(Problem to solve) Show every line in the material below that contains the string "sign", copying each such line unchanged.

(Provided data)
┄┄┄┄┄┄┄┄┄┄┄┄┄┄┄┄┄┄┄┄

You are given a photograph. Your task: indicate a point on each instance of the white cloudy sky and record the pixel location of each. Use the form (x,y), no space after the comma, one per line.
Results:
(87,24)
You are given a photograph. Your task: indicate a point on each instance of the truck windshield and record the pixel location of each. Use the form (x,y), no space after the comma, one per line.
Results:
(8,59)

┄┄┄┄┄┄┄┄┄┄┄┄┄┄┄┄┄┄┄┄

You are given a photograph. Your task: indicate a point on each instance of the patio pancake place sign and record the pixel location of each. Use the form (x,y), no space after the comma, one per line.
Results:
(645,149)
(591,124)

┄┄┄┄┄┄┄┄┄┄┄┄┄┄┄┄┄┄┄┄

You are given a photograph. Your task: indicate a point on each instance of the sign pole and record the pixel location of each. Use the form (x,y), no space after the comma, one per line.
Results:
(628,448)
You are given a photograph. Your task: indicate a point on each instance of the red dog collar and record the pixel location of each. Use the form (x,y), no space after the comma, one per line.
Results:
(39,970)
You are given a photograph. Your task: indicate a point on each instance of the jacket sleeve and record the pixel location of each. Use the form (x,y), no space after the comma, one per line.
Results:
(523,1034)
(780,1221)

┄┄┄┄┄┄┄┄┄┄┄┄┄┄┄┄┄┄┄┄

(Response)
You are given a photograph. Your task: indicate a point on each instance of the patio pancake place sign and record the pixel location of each. Use the form (x,y), no space after the comma, one per line.
You are given a photograph. Your task: indicate a point on each instance of the sign pole and record the pixel location of each. Use the form (x,y), no space after the comma, one per line.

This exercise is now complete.